— Position annotation entries —
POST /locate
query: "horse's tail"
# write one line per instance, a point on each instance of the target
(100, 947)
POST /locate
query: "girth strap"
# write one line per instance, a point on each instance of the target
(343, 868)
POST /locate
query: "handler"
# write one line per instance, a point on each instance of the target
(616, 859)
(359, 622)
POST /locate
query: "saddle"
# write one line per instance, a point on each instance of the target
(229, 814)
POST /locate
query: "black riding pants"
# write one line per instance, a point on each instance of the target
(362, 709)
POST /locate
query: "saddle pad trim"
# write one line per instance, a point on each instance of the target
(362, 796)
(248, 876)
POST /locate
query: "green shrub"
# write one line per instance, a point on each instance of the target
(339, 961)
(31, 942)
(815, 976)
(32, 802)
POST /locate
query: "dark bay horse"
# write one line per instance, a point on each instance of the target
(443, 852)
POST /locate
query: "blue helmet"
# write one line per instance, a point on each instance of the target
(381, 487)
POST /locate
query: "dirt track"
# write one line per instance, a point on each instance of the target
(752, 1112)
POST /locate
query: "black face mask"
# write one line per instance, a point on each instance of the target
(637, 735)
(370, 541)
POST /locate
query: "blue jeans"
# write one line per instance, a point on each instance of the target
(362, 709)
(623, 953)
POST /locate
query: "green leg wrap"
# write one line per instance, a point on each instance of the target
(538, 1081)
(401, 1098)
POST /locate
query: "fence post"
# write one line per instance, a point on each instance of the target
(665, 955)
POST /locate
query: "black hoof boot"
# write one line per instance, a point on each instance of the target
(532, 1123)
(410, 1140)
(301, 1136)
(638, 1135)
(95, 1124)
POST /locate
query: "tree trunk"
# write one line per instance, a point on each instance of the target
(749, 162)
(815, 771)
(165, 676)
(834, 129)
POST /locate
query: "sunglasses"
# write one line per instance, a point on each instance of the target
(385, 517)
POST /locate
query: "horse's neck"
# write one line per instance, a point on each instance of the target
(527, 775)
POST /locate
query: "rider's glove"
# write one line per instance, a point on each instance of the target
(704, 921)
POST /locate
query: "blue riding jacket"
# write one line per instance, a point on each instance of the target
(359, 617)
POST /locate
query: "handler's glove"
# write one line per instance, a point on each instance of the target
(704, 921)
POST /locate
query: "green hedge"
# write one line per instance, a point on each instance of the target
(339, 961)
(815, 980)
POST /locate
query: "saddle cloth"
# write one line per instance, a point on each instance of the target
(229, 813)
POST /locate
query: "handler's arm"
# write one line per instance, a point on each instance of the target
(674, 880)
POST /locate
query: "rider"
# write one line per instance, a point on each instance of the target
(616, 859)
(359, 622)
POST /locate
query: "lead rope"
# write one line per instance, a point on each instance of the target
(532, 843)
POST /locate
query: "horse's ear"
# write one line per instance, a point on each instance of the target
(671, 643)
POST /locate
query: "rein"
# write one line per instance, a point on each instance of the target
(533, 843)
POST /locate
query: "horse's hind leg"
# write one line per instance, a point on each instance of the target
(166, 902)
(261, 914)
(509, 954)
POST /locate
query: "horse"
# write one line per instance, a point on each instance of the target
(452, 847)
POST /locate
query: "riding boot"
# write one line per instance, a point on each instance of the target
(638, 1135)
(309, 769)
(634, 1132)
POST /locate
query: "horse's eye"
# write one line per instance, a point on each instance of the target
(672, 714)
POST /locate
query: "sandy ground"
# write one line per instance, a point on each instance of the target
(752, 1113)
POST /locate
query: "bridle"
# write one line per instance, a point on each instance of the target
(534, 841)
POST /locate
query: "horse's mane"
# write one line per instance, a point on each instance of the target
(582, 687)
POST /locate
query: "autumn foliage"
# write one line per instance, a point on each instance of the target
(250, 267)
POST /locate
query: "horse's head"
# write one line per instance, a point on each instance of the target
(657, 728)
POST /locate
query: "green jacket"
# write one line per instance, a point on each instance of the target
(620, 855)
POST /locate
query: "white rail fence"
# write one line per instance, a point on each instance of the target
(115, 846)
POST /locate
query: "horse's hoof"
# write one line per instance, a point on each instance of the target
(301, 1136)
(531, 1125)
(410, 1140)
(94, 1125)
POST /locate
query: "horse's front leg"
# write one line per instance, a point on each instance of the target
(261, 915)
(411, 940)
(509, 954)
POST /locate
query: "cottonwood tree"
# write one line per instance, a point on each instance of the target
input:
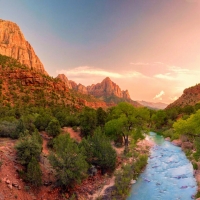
(127, 120)
(68, 161)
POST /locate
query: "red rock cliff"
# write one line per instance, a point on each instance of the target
(13, 44)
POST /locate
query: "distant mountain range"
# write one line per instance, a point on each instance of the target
(26, 69)
(190, 96)
(107, 91)
(152, 105)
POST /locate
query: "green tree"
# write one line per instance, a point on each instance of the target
(42, 121)
(88, 121)
(99, 151)
(190, 126)
(34, 173)
(53, 128)
(28, 148)
(159, 118)
(68, 161)
(101, 117)
(127, 121)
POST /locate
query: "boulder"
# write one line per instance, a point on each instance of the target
(168, 139)
(177, 143)
(187, 145)
(132, 182)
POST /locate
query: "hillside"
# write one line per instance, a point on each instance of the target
(190, 96)
(152, 105)
(107, 91)
(14, 44)
(21, 85)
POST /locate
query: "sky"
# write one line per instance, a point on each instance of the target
(149, 47)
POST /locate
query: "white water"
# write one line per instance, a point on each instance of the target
(168, 175)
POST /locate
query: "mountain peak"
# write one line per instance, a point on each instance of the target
(65, 80)
(14, 44)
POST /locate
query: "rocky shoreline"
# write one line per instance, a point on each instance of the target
(106, 191)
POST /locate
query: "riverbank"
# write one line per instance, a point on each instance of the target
(106, 191)
(188, 148)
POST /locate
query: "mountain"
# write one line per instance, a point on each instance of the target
(107, 91)
(14, 44)
(65, 80)
(190, 96)
(20, 85)
(152, 105)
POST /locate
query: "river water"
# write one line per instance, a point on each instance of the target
(168, 174)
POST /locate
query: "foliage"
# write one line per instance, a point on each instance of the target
(42, 121)
(99, 151)
(28, 147)
(139, 165)
(101, 117)
(122, 180)
(88, 121)
(189, 126)
(53, 128)
(7, 128)
(126, 120)
(68, 161)
(197, 147)
(34, 173)
(1, 163)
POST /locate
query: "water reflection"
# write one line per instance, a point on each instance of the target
(168, 175)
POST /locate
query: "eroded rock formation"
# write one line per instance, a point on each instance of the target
(14, 44)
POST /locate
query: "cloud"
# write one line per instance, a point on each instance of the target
(159, 95)
(87, 72)
(173, 98)
(178, 70)
(165, 76)
(139, 63)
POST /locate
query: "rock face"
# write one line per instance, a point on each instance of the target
(190, 96)
(65, 80)
(152, 105)
(13, 44)
(107, 91)
(107, 88)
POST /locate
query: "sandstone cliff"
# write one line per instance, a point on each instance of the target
(190, 96)
(65, 80)
(153, 105)
(13, 44)
(107, 91)
(21, 85)
(107, 88)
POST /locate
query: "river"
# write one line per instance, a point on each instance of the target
(168, 174)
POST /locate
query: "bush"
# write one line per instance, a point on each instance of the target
(28, 148)
(1, 163)
(68, 161)
(53, 128)
(122, 180)
(34, 173)
(195, 166)
(99, 151)
(7, 128)
(139, 165)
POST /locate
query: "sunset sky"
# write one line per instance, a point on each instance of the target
(150, 47)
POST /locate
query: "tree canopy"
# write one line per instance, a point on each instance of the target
(126, 120)
(68, 161)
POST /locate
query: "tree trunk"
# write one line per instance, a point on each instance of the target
(126, 150)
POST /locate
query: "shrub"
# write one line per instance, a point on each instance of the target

— PROBLEM DETAILS —
Echo all of the entries above line for line, omitting the pictures from your answer.

— COMPLETED EXERCISE —
POST /locate
query: "horse's tail"
# write one line per instance, a point on each instance of the target
(100, 947)
POST /locate
query: "girth strap"
# write one line per instance, a point on each instance of the target
(343, 868)
POST /locate
query: "handler"
# write one line per instance, a point on each instance of the target
(616, 859)
(359, 622)
POST /locate
query: "saddle"
# write one line per instance, a point on each instance of the target
(229, 814)
POST /locate
query: "black riding pants"
# write one line per instance, a point on each instance of the target
(362, 709)
POST /locate
query: "saddle pad trim"
# write one line per instance, a point on each instance of the target
(362, 796)
(248, 876)
POST /locate
query: "green shrub"
# write one line per instance, a point on each instance of the target
(339, 961)
(31, 942)
(815, 976)
(32, 802)
POST /locate
query: "dark bay horse"
# write one line per instance, a point on each instance of the target
(443, 852)
POST /locate
query: "blue helmet"
# write one line per instance, a point on each instance of the target
(381, 487)
POST /locate
query: "dirt track"
# write one line per instance, a point on each instance of the target
(752, 1112)
POST /locate
query: "black face mask"
# write one line per instance, a point on each instance of the target
(637, 735)
(370, 541)
POST /locate
query: "blue jeans"
# write one line per instance, a point on each instance of the target
(362, 709)
(623, 953)
POST /locate
query: "green leg wrap"
# write one line per instance, a point on each instance of the target
(538, 1081)
(401, 1098)
POST /locate
query: "fence post"
# write one line per instance, a point on each instance of the target
(665, 955)
POST /locate
query: "black hoof boot"
# write one line per instance, a point on each instance of the target
(532, 1123)
(410, 1140)
(301, 1136)
(638, 1135)
(95, 1124)
POST /locate
query: "tree trunk"
# write one line per instance, a point on each instance of the target
(749, 162)
(815, 771)
(165, 676)
(834, 129)
POST /locate
query: "sunglasses"
# write one line per instance, a point on each instance of the target
(385, 517)
POST /locate
query: "horse's neck"
# write one line per instance, a point on each instance of the target
(527, 775)
POST /locate
query: "rider's glove"
# write one line per instance, a point on each instance of the target
(704, 921)
POST /locate
query: "blue riding jacket"
# write one line per instance, a point on each instance of the target
(359, 617)
POST /locate
query: "handler's glove"
# write one line per instance, a point on each instance of the target
(704, 921)
POST /locate
query: "green hedge"
# write one line per instance, a point on each instance of the target
(339, 961)
(815, 980)
POST /locate
query: "saddle cloth"
# write one line per instance, a point on each instance of the target
(229, 813)
POST /locate
query: "handler's arm"
# write one line per instance, a point on each instance of the target
(674, 880)
POST /locate
query: "rider"
# write one line per instance, a point on each instance of the target
(616, 859)
(359, 622)
POST /locate
query: "lead rope"
# write one line per instance, a point on each instance of the target
(532, 843)
POST /locate
query: "horse's ear"
# write one line per instance, a point on each instance of the target
(671, 643)
POST /locate
query: "rein"
# write one line per instance, a point on each instance of the target
(533, 843)
POST /locate
query: "horse's hind leg"
# write one line per instance, a point on each instance of the target
(166, 902)
(261, 914)
(509, 954)
POST /locate
query: "horse"
# write one line per instance, a point on each instance of the target
(452, 847)
POST /locate
query: "riding boot"
# write one line per instance, a point on each instance of the target
(638, 1135)
(309, 769)
(634, 1132)
POST /locate
query: "horse's eye"
# write one line per instance, a point on each instance of the target
(672, 714)
POST /locate
query: "sandy ground"
# write one line per instance, a point on each instance of the target
(752, 1113)
POST /locate
query: "bridle"
# write one line per instance, a point on each instance of the target
(534, 841)
POST /locate
query: "horse's mane"
# write one line per instance, a point on each instance of the target
(582, 687)
POST /locate
query: "autumn foliage"
# write one line per instance, a point on each instance of the target
(250, 267)
POST /locate
query: "horse's head"
# write one line per instance, a point on each instance of the target
(657, 728)
POST /locate
query: "green jacket"
# write one line per instance, a point on each instance of the target
(620, 855)
POST /locate
query: "white rail fence"
# write one line per instance, a point on each instance of the target
(115, 846)
POST /locate
query: "horse's hoof"
# write one line per instance, a point on each instance of the target
(301, 1136)
(531, 1125)
(410, 1140)
(94, 1125)
POST /locate
query: "horse's front leg"
# write one line per instance, a point on each instance of the target
(261, 915)
(411, 940)
(509, 954)
POST /locate
query: "cottonwood tree"
# write one line per instance, a point on each instance of the target
input:
(127, 120)
(68, 161)
POST /locate
query: "red rock cliff"
# write one line per instance, a point on each instance of the target
(13, 44)
POST /locate
query: "distant mountain range"
# write one line per instance, a point on each instance of the target
(26, 69)
(190, 96)
(107, 91)
(152, 105)
POST /locate
query: "green tree"
# write one line per instance, a point on each instance of the target
(42, 121)
(88, 121)
(99, 151)
(190, 126)
(34, 173)
(53, 128)
(28, 148)
(159, 118)
(68, 161)
(101, 117)
(127, 121)
POST /locate
query: "boulder"
# write one line per instance, a point on each instance of the target
(168, 139)
(177, 143)
(187, 145)
(132, 182)
POST /locate
query: "hillside"
# write one line per instance, a point on each instance of the target
(190, 96)
(152, 105)
(107, 91)
(14, 44)
(21, 85)
POST /locate
query: "sky"
# write one line per instance, a point on each instance of the target
(149, 47)
POST /locate
query: "white water"
# write one line per instance, a point on each instance of the target
(168, 175)
POST /locate
query: "mountain peak"
# write one line per instance, a point on each instance of the target
(65, 80)
(14, 44)
POST /locate
query: "rocky shoreline"
# write one line per instance, a point on each instance of the target
(106, 191)
POST /locate
query: "riverbank"
# write one line per instance, a point on each instance of the target
(106, 191)
(188, 148)
POST /locate
query: "mountain"
# write one line per instance, a point on each instance of the target
(107, 91)
(14, 44)
(65, 80)
(190, 96)
(20, 85)
(152, 105)
POST /locate
query: "river water"
# write one line per instance, a point on each instance of the target
(168, 174)
POST /locate
query: "foliage"
# write one line per instance, a point on each instance of the target
(42, 121)
(99, 151)
(28, 147)
(139, 165)
(101, 117)
(122, 180)
(88, 121)
(189, 126)
(53, 128)
(7, 128)
(126, 120)
(68, 161)
(197, 147)
(34, 173)
(1, 163)
POST /locate
query: "water reflection"
# write one line per instance, a point on each instance of the target
(168, 175)
POST /locate
query: "eroded rock formation"
# write one line per instance, a point on each instance of the target
(14, 44)
POST /locate
query: "cloud"
# write one line per instance, a point on each instance of the target
(159, 95)
(87, 72)
(173, 98)
(178, 70)
(165, 76)
(139, 63)
POST /locate
query: "rock face"
# write one line per instance, a point on each instance of the target
(190, 96)
(65, 80)
(152, 105)
(13, 44)
(107, 91)
(107, 88)
POST /locate
query: "sandstone cliff"
# write one line per instance, a point on each instance of the target
(190, 96)
(65, 80)
(153, 105)
(13, 44)
(107, 91)
(21, 85)
(107, 88)
POST /locate
query: "river"
# write one line per instance, a point on each instance of the target
(168, 174)
POST /locate
query: "bush"
# write one line per instance, a point on each instance of the target
(28, 148)
(1, 163)
(68, 161)
(53, 128)
(122, 180)
(34, 173)
(195, 166)
(99, 151)
(7, 128)
(139, 165)
POST /locate
query: "sunset sky"
# write one line per instance, a point on each instance of the target
(150, 47)
POST /locate
query: "tree canopy"
# write one line per instance, a point on each instance of the target
(126, 120)
(68, 161)
POST /locate
query: "tree trunk"
# write one line per instance, a point on each instance of the target
(126, 150)
POST /locate
query: "shrub"
# write one line per instance, a point on each instance of the target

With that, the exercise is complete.